__Aim of the task__:
Please copy out every line of the data word for word.

__Record set__:
━━━━━━━━━━━━━━━━━━━━
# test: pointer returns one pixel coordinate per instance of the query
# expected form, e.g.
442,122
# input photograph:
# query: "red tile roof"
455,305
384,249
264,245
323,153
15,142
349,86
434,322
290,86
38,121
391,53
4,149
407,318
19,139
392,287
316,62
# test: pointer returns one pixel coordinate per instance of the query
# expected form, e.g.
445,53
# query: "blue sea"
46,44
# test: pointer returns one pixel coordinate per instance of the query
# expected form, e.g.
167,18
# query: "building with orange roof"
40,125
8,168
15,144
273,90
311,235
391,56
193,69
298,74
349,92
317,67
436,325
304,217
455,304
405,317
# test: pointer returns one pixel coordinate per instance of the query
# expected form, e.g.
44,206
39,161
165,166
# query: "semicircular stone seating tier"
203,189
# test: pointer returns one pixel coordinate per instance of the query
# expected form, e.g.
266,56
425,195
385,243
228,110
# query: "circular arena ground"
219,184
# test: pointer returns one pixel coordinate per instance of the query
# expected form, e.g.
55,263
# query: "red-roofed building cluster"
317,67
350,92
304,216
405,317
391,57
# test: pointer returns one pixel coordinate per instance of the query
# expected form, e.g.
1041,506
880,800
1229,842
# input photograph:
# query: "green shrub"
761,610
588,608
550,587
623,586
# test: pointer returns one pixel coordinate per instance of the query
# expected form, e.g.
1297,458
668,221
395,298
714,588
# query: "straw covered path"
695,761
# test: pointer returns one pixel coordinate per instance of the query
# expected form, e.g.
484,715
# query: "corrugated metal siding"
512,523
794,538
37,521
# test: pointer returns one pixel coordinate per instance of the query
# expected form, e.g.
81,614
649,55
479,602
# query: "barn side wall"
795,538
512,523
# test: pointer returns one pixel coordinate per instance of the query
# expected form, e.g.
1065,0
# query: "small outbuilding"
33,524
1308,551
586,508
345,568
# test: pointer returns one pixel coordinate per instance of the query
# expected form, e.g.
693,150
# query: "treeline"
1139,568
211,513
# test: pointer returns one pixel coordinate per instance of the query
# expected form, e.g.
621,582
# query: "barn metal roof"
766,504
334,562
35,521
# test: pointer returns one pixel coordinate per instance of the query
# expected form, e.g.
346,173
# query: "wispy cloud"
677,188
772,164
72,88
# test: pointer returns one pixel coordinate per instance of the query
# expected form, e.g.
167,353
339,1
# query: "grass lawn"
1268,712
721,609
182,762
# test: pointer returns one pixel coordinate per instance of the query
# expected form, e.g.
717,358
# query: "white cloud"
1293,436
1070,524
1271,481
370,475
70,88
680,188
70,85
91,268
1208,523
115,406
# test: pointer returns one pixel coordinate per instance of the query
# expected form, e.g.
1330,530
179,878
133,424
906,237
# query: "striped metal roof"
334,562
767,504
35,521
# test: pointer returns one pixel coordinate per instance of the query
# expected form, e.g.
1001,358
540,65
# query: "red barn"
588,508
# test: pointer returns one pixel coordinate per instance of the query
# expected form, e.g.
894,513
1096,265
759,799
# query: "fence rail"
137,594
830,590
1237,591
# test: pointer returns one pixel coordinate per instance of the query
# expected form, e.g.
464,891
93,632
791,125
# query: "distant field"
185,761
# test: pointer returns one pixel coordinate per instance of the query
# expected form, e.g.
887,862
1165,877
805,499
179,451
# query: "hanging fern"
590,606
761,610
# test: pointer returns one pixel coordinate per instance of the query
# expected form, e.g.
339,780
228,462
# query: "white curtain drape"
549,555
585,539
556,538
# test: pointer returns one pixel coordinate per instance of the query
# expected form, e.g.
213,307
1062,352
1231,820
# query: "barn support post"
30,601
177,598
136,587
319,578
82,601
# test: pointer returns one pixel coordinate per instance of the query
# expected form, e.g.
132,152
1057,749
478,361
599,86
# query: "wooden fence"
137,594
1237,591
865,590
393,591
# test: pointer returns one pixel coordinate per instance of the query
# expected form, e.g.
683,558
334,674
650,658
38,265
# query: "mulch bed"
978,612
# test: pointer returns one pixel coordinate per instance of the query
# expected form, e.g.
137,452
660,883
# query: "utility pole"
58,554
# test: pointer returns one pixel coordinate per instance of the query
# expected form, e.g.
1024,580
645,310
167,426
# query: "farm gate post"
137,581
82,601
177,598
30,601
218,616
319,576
━━━━━━━━━━━━━━━━━━━━
__Solved problem__:
# test: pointer returns one pixel coordinate per instance of the query
# expected form, e.g.
442,122
# input photograph:
# query: "red tile roof"
455,305
384,249
264,245
323,153
15,142
349,86
434,322
290,86
38,121
391,53
4,149
407,318
19,139
392,287
316,62
# test: pointer returns one pixel coordinate per instance of the query
# expected form, e.g.
445,53
# query: "blue sea"
46,44
# test: pointer returns one pixel coordinate per instance of the query
# expected form, e.g.
167,18
# query: "building with orange roof"
40,125
8,168
15,144
273,90
311,235
391,56
193,69
298,74
349,92
317,67
436,325
304,217
455,304
405,317
# test: pointer returns one pixel coordinate per instance of the query
# expected form, e.g.
44,206
39,161
165,166
# query: "semicircular stone seating tier"
203,189
# test: pointer returns one pixel coordinate per instance of the query
# expected form, e.g.
266,56
425,195
385,243
228,110
# query: "circular arena ground"
219,184
# test: pointer returns one pixel coordinate per instance of the query
# expected form, e.g.
55,263
# query: "red-roofed building cluster"
317,67
350,92
304,216
405,317
391,57
# test: pointer returns one pixel coordinate per instance of the query
# expected form, e.g.
1041,506
880,800
1229,842
# input photograph:
# query: "green shrub"
761,610
588,608
550,587
623,586
# test: pointer returns one pixel coordinate per instance of the query
# expected form, e.g.
1297,458
668,221
395,298
714,588
# query: "straw covered path"
695,761
# test: pointer returns one pixel coordinate per instance of the query
# expected form, e.g.
484,715
# query: "corrugated metal siding"
512,523
794,538
37,521
# test: pointer returns one pixel coordinate per instance of the query
# expected form, e.g.
81,614
649,55
479,602
# query: "barn side wall"
795,538
512,523
# test: pointer returns one pixel coordinate per instance of the query
# expected form, e.g.
1065,0
# query: "small outbuilding"
33,524
1308,551
586,508
345,568
# test: pointer returns one pixel coordinate per instance of the query
# expected form, e.g.
693,150
# query: "treeline"
1139,568
211,513
# test: pointer returns one pixel coordinate per instance of the query
# expected form, e.g.
621,582
# query: "barn metal roof"
766,504
334,562
35,521
# test: pointer returns one pixel coordinate per instance of the query
# expected form, e.g.
346,173
# query: "wispy cloud"
677,188
772,164
72,88
# test: pointer returns one pixel coordinate per instance of the query
# expected form, e.g.
167,353
339,1
# query: "grass lawn"
1268,712
721,609
182,762
# test: pointer returns one pixel coordinate per instance of the query
# expected form, e.g.
717,358
# query: "white cloud"
1293,436
1070,524
1271,481
370,475
70,88
680,188
70,85
91,268
1208,523
115,406
# test: pointer returns one pixel coordinate per instance of the query
# expected form, e.g.
1330,530
179,878
133,424
906,237
# query: "striped metal roof"
334,562
767,504
35,521
# test: pointer returns one pixel coordinate per instance of the query
# expected form, e.g.
1001,358
540,65
# query: "red barn"
588,508
# test: pointer returns one pixel coordinate per instance of the query
# expected form, e.g.
894,513
1096,265
759,799
# query: "fence rail"
137,594
830,590
1237,591
# test: pointer returns one pixel coordinate per instance of the query
# expected form, e.g.
464,891
93,632
791,125
# query: "distant field"
185,761
# test: pointer returns one pixel coordinate per instance of the query
# expected form, e.g.
887,862
1165,877
805,499
179,451
# query: "hanging fern"
590,606
761,610
# test: pointer returns one pixel coordinate per instance of the query
# expected form, e.g.
339,780
228,462
# query: "white curtain drape"
549,555
585,539
556,538
# test: pointer returns one pixel coordinate per instance of the query
# expected form, e.g.
213,307
1062,352
1231,820
# query: "barn support post"
30,601
177,598
136,587
319,578
82,601
# test: pointer returns one pixel coordinate per instance of the query
# expected form, e.g.
132,152
1057,749
478,361
599,86
# query: "wooden fence"
137,594
1237,591
865,590
393,591
# test: pointer returns one pixel coordinate per instance of the query
# expected form, e.g.
683,558
334,674
650,658
38,265
# query: "mulch bed"
978,612
# test: pointer returns one pixel coordinate per instance of the query
# expected form, e.g.
137,452
660,883
# query: "utility pole"
58,554
# test: pointer returns one pixel coordinate per instance of the query
# expected form, e.g.
1024,580
645,310
167,426
# query: "farm gate post"
137,581
82,601
177,598
30,601
218,616
319,576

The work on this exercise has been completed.